# Sandy gone wild...



## Mel (Apr 4, 2012)

Not sure where the time has gone but Sandy is WAY overdue for a bath. I don't think she's had a bath since the last time I shaved her face. Surprisingly she doesn't stink  but that could because of her conditioner spray.


So here's Sandy need a bath and a shave.
































































she's not the only one needing a haircut:ahhhhh:


----------



## Mel (Apr 4, 2012)

If you haven't noticed she loves to jump.:aetsch: There's no gating her anymore because she jumps right over. 
When I was trying to catch her for grooming (she thinks everything is a game) I patted the grooming table and told her it was time to get brushed. I then turned around and picked up my brush that fell on the floor and when I turned back around there she was on the table...silly girl. Can't believe she jumped that high.


----------



## MollyMuiMa (Oct 13, 2012)

> **RAW DATA**
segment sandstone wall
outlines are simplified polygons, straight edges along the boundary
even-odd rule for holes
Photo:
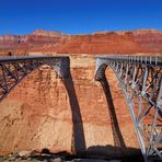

> **DIRECTIVE 1**
Do these statements agree with the Sandy thread above? For each, answer yes or no and quote the deciding words.
(a) Sandy smells bad after going so long without a bath.
(b) A gate still keeps Sandy in.
(c) Sandy got onto the grooming table while the poster was picking up a dropped brush.
> **DIRECTIVE 2**
How would you put this sentence from the Sandy thread into Spanish: "If you haven't noticed she loves to jump."?

> **EXERCISE RESULT 1**
(a) No: "Surprisingly she doesn't stink"
(b) No: "There's no gating her anymore because she jumps right over."
(c) Yes: "I then turned around and picked up my brush that fell on the floor and when I turned back around there she was on the table"

> **EXERCISE RESULT 2**
Por si no lo has notado, le encanta saltar.